- **Exercise objective**
Copy each of the entries below line for line, changing nothing.

- **Data to use**
- - - - -

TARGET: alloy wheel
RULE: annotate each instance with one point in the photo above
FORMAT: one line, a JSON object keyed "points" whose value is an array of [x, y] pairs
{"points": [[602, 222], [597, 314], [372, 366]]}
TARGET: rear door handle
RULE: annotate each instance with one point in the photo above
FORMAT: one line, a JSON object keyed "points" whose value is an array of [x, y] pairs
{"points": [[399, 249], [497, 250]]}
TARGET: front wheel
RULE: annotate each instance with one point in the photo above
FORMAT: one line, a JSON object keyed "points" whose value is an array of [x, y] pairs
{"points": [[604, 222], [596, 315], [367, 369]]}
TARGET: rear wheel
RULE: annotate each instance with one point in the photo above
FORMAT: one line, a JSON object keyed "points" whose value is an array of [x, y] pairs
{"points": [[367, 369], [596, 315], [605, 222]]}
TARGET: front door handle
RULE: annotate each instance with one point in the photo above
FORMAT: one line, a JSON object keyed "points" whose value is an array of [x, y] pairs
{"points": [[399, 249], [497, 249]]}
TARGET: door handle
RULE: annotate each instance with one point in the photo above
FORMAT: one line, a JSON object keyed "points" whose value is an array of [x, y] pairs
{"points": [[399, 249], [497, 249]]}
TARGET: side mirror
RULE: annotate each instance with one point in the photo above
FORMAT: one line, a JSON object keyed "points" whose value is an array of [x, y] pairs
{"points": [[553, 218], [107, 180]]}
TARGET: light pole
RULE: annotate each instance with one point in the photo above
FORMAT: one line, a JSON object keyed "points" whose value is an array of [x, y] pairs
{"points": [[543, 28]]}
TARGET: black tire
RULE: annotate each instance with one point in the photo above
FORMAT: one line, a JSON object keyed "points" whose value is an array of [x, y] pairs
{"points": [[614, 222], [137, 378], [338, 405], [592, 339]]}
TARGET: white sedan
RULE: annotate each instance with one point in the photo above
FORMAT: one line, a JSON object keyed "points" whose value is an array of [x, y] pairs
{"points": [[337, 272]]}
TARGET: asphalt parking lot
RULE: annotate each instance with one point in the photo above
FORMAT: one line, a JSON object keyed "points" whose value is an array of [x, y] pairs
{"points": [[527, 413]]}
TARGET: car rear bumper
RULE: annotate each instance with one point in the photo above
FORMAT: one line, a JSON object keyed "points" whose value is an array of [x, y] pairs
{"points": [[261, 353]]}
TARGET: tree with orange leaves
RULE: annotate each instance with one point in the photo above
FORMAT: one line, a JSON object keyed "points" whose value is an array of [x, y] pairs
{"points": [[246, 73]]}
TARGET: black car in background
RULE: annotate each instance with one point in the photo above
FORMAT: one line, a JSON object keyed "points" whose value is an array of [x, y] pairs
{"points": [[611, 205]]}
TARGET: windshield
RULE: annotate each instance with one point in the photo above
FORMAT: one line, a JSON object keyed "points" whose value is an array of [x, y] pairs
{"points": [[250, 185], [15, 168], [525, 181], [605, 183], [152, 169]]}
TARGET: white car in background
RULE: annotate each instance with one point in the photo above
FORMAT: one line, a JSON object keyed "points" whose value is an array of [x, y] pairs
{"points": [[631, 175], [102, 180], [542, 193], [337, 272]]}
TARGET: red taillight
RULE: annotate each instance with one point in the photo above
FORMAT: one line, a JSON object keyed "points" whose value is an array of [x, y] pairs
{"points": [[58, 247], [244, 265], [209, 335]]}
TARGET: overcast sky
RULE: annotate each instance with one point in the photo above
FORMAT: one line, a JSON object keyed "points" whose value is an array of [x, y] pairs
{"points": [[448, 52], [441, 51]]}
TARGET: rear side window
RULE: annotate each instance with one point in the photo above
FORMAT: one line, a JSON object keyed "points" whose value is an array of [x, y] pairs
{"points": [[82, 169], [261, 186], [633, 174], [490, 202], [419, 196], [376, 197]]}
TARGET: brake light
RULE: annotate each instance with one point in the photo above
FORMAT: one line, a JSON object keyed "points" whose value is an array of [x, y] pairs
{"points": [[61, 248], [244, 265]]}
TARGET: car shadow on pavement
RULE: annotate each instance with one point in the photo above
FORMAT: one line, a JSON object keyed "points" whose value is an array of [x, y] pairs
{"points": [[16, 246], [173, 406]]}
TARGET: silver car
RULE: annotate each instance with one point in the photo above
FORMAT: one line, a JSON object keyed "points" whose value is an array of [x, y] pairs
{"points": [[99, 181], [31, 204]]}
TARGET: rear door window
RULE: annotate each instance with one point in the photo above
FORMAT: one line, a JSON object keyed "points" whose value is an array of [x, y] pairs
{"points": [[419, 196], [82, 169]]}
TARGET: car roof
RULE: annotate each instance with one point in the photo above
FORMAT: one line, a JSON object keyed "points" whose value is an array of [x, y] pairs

- - - - -

- **Full output**
TARGET: alloy wheel
RULE: annotate each instance with one point in the photo above
FORMAT: one line, a JSON object keyed "points" whose value is an array of [x, y] pairs
{"points": [[602, 222], [597, 314], [372, 366]]}
TARGET: rear door handle
RULE: annotate each instance with one point in the photo above
FORMAT: one line, a JSON object keyed "points" whose value is an array of [x, y] pairs
{"points": [[399, 249], [497, 250]]}
TARGET: front wheel
RULE: annotate each instance with one point in the photo above
FORMAT: one line, a JSON object keyed "points" whose value is an array of [x, y] pairs
{"points": [[604, 222], [596, 315], [367, 369]]}
TARGET: rear wheel
RULE: annotate each instance with one point in the photo above
FORMAT: one line, a JSON object keyed "points" whose value is an array of [x, y] pairs
{"points": [[367, 369], [596, 315], [605, 222]]}
TARGET: front door handle
RULE: annotate each instance with one point in the photo above
FORMAT: one line, a JSON object keyed "points" whose value is an array of [x, y] pairs
{"points": [[399, 249], [497, 249]]}
TARGET: door handle
RULE: annotate each instance with one point in the photo above
FORMAT: one line, a JSON object keyed "points" whose value is an array of [x, y] pairs
{"points": [[399, 249], [497, 249]]}
TARGET: side mirror
RULE: annotate each instance with one point in the photo above
FORMAT: one line, a JSON object keyed "points" whose value is an array of [x, y] pairs
{"points": [[553, 218], [107, 180]]}
TARGET: light pole
RULE: annotate each instance with one point in the photo above
FORMAT: one line, a JSON object keyed "points" whose value is an array of [x, y] pairs
{"points": [[543, 28]]}
TARGET: black tire
RULE: annotate each instance with one point in the photo above
FORMAT: one line, a JSON object keyed "points" whose value is an array of [x, y] pairs
{"points": [[614, 222], [137, 378], [338, 405], [592, 339]]}
TARGET: white sedan
RULE: annotate each instance with one point in the photo above
FORMAT: one line, a JSON object keyed "points" whose value is an array of [x, y] pairs
{"points": [[337, 272]]}
TARGET: asphalt parking lot
RULE: annotate each instance with one point in the photo above
FORMAT: one line, a JSON object keyed "points" whose value is an array of [x, y] pairs
{"points": [[527, 413]]}
TARGET: car rear bumper
RULE: annotate each instance with one point in the photo above
FORMAT: one line, a JSON object keyed "points" whose value is an array of [x, y] pairs
{"points": [[261, 353]]}
TARGET: tree with orange leaves
RULE: annotate each instance with one point in the photo above
FORMAT: one line, a JSON object keyed "points" whose value is an array of [x, y] pairs
{"points": [[246, 73]]}
TARGET: black car in background
RULE: annotate each instance with one point in the photo above
FORMAT: one line, a JSON object keyed "points" whose value is an array of [x, y] pairs
{"points": [[611, 205]]}
TARGET: windshield
RULE: annotate each instance with one point in the photo above
FORMAT: one line, a JSON object keyed "points" whose value is an array of [x, y] pairs
{"points": [[250, 185], [15, 168], [525, 181], [605, 183], [152, 169]]}
TARGET: white car in background
RULE: annotate each instance with one point in the photo above
FORMAT: one line, a JSON object keyed "points" whose value is an array of [x, y] pairs
{"points": [[631, 175], [102, 180], [542, 193], [337, 272]]}
TARGET: red taillight
RULE: annotate each instance with one point in the photo above
FORMAT: one line, a JSON object keyed "points" whose value is an array of [x, y] pairs
{"points": [[58, 247], [244, 265], [209, 335]]}
TARGET: overcast sky
RULE: annotate each instance with one point in the photo above
FORMAT: one line, a JSON object keyed "points" whose value is an array of [x, y] pairs
{"points": [[448, 52], [441, 51]]}
TARGET: rear side window
RULE: annotate each instance with one point in the photo above
FORMAT: one line, a JSON object keyed "points" whose value is an array of [x, y] pairs
{"points": [[82, 169], [261, 186], [633, 174], [490, 202], [419, 196], [376, 197]]}
TARGET: brake light
RULE: annotate each instance with one point in the photo above
FORMAT: one line, a JSON object keyed "points" whose value is an array of [x, y] pairs
{"points": [[61, 248], [244, 265]]}
TARGET: car shadow on pavement
RULE: annotate each instance with one point in the photo above
FORMAT: one line, a JSON object keyed "points" whose value is an array of [x, y] pairs
{"points": [[16, 246], [173, 406]]}
TARGET: silver car
RULE: annotate each instance with one point in the photo above
FORMAT: one line, a JSON object keyed "points" whose value is an array of [x, y] pairs
{"points": [[99, 181], [31, 204]]}
TARGET: rear door window
RULE: annotate each instance with one point in the photo above
FORMAT: one line, a JSON object keyed "points" whose value is an array of [x, y] pairs
{"points": [[419, 196], [82, 169]]}
TARGET: car roof
RULE: annotate each instance with one point in the photo above
FORMAT: one line, a JSON object keyed "points" whose value is an array of [x, y] pairs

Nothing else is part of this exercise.